What to work on
From the line that contains "indicate the blurred" to the final line of the entries below, write out every line exactly as it appears, and nothing else.

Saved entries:
^^^^^^^^^^^^^^^^
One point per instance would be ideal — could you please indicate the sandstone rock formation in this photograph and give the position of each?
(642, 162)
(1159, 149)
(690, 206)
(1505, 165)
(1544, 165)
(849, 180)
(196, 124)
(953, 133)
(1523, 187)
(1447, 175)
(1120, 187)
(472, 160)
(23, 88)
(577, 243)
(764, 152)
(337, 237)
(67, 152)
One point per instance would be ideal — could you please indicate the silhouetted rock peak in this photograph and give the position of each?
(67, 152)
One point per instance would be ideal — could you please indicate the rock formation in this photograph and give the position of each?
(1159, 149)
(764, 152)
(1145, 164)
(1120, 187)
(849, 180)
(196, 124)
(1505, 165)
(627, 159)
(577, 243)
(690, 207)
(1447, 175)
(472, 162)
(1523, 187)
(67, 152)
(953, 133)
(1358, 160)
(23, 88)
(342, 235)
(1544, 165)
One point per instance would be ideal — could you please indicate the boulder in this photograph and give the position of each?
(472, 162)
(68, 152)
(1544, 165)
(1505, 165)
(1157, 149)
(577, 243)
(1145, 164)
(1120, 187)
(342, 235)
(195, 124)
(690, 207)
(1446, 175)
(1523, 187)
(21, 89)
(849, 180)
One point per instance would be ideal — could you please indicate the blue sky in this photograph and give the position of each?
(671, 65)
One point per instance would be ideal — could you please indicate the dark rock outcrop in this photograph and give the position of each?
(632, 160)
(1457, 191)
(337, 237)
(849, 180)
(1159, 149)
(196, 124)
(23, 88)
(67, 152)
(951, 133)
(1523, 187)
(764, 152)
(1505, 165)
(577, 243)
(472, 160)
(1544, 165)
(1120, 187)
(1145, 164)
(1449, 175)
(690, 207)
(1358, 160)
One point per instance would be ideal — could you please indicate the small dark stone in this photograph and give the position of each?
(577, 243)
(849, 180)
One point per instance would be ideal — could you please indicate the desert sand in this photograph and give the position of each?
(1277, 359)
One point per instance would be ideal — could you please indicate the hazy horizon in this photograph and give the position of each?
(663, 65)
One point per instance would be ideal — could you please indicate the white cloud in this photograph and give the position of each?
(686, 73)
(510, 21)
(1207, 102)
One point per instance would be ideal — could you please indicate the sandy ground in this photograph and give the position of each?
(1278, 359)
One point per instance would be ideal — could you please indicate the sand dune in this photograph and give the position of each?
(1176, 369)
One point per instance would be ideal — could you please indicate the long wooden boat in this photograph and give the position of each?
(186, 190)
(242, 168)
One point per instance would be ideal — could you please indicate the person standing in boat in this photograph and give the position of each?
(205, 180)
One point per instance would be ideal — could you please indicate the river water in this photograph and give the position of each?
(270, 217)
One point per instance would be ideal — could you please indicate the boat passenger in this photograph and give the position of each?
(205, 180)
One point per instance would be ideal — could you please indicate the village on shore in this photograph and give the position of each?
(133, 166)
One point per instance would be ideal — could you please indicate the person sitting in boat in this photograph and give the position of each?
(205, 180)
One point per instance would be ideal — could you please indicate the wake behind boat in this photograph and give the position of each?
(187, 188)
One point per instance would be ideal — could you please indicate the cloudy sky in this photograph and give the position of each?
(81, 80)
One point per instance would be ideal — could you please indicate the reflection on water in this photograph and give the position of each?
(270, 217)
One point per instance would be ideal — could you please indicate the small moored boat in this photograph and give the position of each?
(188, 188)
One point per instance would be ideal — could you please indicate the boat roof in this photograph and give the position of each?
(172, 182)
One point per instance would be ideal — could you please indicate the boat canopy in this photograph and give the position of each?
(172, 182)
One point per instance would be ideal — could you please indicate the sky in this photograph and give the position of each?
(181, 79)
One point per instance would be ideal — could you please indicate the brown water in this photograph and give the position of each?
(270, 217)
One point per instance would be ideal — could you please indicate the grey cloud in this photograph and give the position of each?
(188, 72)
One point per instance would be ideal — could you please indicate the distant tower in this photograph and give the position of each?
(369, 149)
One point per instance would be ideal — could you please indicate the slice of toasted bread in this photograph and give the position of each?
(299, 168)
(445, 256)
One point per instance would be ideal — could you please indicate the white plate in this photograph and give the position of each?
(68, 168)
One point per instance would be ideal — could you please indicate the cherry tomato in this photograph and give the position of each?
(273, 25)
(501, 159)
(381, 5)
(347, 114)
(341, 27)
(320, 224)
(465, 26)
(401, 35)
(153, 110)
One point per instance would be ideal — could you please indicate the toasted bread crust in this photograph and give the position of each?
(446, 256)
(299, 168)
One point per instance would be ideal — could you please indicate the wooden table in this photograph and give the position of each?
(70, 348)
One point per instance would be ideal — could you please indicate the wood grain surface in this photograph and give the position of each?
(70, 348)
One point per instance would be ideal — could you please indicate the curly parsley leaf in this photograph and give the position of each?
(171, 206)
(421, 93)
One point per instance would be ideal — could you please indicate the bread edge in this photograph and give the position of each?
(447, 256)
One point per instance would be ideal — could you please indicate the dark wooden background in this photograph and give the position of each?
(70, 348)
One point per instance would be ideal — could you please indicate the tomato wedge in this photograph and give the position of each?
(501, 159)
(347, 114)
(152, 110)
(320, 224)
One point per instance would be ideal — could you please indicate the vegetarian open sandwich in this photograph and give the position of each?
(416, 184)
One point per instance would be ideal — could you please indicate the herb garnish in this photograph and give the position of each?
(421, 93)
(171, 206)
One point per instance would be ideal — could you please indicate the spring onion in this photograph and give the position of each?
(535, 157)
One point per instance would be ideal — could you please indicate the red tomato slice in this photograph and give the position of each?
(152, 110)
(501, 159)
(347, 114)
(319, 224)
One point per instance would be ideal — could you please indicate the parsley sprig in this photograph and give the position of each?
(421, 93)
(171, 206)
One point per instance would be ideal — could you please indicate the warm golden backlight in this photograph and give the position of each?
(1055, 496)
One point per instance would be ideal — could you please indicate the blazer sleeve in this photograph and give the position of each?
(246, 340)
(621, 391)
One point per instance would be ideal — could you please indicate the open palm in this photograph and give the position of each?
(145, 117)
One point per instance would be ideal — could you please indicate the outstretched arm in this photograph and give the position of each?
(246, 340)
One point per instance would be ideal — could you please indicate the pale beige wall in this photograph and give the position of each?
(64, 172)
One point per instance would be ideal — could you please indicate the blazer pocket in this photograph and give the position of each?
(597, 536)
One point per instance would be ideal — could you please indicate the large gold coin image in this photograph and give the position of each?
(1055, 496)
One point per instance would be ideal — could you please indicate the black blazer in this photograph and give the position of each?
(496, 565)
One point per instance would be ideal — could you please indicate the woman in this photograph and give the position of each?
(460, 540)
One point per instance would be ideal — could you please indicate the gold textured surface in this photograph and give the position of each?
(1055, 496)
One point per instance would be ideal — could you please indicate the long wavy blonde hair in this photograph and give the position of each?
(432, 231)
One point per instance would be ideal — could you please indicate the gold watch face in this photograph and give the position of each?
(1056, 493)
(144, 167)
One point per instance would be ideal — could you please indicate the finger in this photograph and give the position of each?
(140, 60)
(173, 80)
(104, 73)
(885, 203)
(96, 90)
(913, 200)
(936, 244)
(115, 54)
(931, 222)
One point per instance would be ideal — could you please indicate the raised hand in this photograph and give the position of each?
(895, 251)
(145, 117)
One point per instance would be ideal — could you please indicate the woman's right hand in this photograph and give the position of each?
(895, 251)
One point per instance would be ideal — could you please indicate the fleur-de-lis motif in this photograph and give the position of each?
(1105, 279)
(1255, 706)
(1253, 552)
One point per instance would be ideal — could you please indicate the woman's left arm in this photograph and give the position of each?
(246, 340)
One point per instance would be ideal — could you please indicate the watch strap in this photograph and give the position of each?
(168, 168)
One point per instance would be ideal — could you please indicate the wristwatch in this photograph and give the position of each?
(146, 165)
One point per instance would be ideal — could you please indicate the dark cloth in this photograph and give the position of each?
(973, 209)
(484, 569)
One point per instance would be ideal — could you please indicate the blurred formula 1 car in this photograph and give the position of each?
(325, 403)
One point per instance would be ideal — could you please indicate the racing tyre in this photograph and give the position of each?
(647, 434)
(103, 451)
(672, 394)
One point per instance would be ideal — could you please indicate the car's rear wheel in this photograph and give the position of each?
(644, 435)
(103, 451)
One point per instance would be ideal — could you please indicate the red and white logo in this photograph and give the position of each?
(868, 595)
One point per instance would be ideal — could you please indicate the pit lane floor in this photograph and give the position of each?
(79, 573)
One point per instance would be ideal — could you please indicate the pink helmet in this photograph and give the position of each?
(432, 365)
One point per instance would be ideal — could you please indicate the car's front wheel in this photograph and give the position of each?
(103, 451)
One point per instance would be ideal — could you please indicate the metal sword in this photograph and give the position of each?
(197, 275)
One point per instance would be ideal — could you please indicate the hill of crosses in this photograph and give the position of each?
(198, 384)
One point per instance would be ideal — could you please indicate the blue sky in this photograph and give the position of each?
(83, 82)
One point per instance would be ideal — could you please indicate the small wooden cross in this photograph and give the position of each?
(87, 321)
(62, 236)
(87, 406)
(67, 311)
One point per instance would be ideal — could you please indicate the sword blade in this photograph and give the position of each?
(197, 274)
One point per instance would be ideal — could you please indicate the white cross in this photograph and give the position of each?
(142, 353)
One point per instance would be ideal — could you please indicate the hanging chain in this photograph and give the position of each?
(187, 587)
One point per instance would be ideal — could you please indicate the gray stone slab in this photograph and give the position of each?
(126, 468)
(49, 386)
^^^^^^^^^^^^^^^^
Written answer
One point per instance would be ideal — could you please indicate the blurred formula 1 car in this photograph and give the position of each?
(325, 403)
One point per instance would be ideal — could you please indicate the racing tyre in this photograph and give the position of each?
(647, 434)
(103, 451)
(672, 394)
One point per instance would be ideal — could you please indicate the car's rear wheel in this photograph and give the position of each?
(644, 435)
(103, 451)
One point per instance would be ideal — could you please indicate the red and white logo in this photograph and give the position of each?
(868, 595)
One point per instance would be ideal — could you please indicate the pit lane floor in this photograph and give the position of each?
(79, 573)
One point per instance would be ideal — could you please indicate the pink helmet in this photograph and give the position of each?
(432, 365)
One point per instance would be ideal — could you please indicate the car's front wheel in this photograph and give the position of each?
(103, 451)
One point per instance would be ideal — could you please indicate the metal sword in this photograph and give the position of each?
(197, 275)
One point per instance would be ideal — could you please indicate the hill of crosses in this photograph and give the position of each?
(198, 384)
One point per instance would be ideal — could you please indicate the blue sky in this photograph and give the position of each?
(83, 82)
One point per instance would be ideal — could you please indicate the small wooden cross in this photograph and give the position of each?
(87, 321)
(62, 236)
(87, 406)
(67, 311)
One point per instance would be ideal — could you please indicate the sword blade in this photograph and give the position of each?
(197, 274)
One point per instance would be ideal — could you please indicate the white cross in this photograph and give the position of each?
(142, 353)
One point per instance would be ideal — could you please indicate the hanging chain in this photograph and give the position of each?
(187, 587)
One point per instance would be ideal — could you please indicate the gray stone slab in this photograph and give the position of each?
(126, 468)
(49, 386)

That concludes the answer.